» Written task
In the listing below, swap each "stone block" for "boulder" and keep every other part the same. Leave the pictures out of what you write back.
■ ■ ■ ■ ■ ■ ■
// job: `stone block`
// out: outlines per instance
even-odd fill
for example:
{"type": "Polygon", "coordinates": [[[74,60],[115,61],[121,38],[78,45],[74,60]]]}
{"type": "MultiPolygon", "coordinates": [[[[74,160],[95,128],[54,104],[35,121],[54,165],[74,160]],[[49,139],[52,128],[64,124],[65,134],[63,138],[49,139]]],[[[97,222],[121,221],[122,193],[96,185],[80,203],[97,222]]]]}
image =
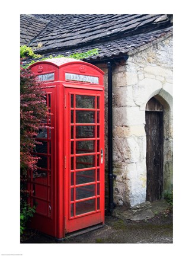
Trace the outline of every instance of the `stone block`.
{"type": "Polygon", "coordinates": [[[164,76],[165,78],[172,76],[172,71],[171,70],[159,66],[147,66],[144,68],[144,72],[145,73],[164,76]]]}
{"type": "Polygon", "coordinates": [[[127,85],[133,85],[137,83],[138,76],[137,73],[127,72],[126,76],[127,85]]]}
{"type": "Polygon", "coordinates": [[[168,82],[166,82],[163,86],[164,90],[168,92],[171,95],[173,94],[172,87],[172,84],[168,82]]]}
{"type": "Polygon", "coordinates": [[[114,103],[117,107],[135,106],[133,100],[132,87],[114,88],[114,103]]]}
{"type": "Polygon", "coordinates": [[[121,107],[113,108],[114,125],[129,126],[145,123],[145,111],[140,110],[139,107],[121,107]]]}
{"type": "Polygon", "coordinates": [[[127,163],[136,162],[139,159],[139,148],[133,138],[119,138],[113,139],[114,161],[125,161],[127,163]]]}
■ ■ ■ ■ ■ ■ ■
» Completed exercise
// job: `boulder`
// out: outlines per instance
even-odd fill
for example:
{"type": "Polygon", "coordinates": [[[74,60],[115,61],[121,38],[78,45],[74,60]]]}
{"type": "MultiPolygon", "coordinates": [[[[74,160],[95,128],[54,104],[35,121],[54,165],[74,160]],[[49,139],[52,128],[64,124],[65,134],[63,138],[49,139]]],[[[97,222],[121,221],[122,193],[96,185],[80,203],[97,222]]]]}
image =
Trace the outline of every instance of the `boulder`.
{"type": "Polygon", "coordinates": [[[164,76],[165,78],[172,76],[172,71],[171,70],[159,66],[147,66],[144,68],[144,72],[145,73],[164,76]]]}
{"type": "Polygon", "coordinates": [[[127,85],[133,85],[137,83],[138,76],[137,73],[127,72],[126,76],[127,85]]]}
{"type": "Polygon", "coordinates": [[[168,82],[166,82],[163,86],[164,90],[168,92],[171,95],[173,94],[172,87],[172,84],[168,82]]]}
{"type": "Polygon", "coordinates": [[[114,103],[117,107],[135,106],[133,100],[132,87],[114,88],[114,103]]]}
{"type": "Polygon", "coordinates": [[[121,107],[113,108],[114,125],[129,126],[145,123],[145,111],[140,110],[139,107],[121,107]]]}
{"type": "Polygon", "coordinates": [[[127,163],[136,162],[139,159],[139,148],[133,138],[119,138],[113,139],[114,161],[125,161],[127,163]]]}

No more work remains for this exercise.